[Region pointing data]
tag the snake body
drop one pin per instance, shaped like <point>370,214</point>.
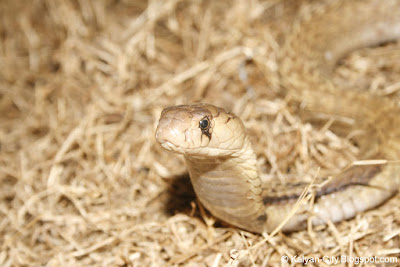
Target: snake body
<point>218,153</point>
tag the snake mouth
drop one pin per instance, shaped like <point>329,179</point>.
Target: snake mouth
<point>168,146</point>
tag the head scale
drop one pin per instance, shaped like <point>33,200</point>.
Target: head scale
<point>200,130</point>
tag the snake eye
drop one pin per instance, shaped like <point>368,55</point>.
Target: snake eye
<point>204,124</point>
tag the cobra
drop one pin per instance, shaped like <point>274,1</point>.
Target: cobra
<point>220,159</point>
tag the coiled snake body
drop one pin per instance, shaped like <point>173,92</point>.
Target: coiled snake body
<point>218,153</point>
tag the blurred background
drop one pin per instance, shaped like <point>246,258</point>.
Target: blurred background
<point>82,84</point>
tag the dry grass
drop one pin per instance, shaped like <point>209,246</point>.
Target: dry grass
<point>82,180</point>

**Work to complete:** Could you set down every record above exactly as written, leaving out the pictures?

**Your solution:**
tag the snake body
drop one pin per instance, shaped like <point>370,214</point>.
Target: snake body
<point>218,153</point>
tag the snake mouth
drop one pin per instance, shaped like <point>329,179</point>.
Target: snake mouth
<point>168,146</point>
tag the head scale
drop one pin per instance, shaped like <point>33,200</point>.
Target: head scale
<point>200,130</point>
tag the snake eye
drop one pin per instance, shaped like <point>368,55</point>.
Target: snake eye
<point>204,124</point>
tag the cobra
drop one pin per instance, shaped like <point>274,1</point>.
Target: cobra
<point>220,159</point>
tag the coiled snake body
drop one pin per instance, shaped like <point>173,92</point>.
Target: coiled snake body
<point>218,153</point>
tag the blurred background
drop one pin per instance, shaped like <point>246,258</point>.
Target: blurred background
<point>82,84</point>
tag the dry grass
drop one pin per instance, shaped like <point>209,246</point>.
Target: dry grass
<point>82,180</point>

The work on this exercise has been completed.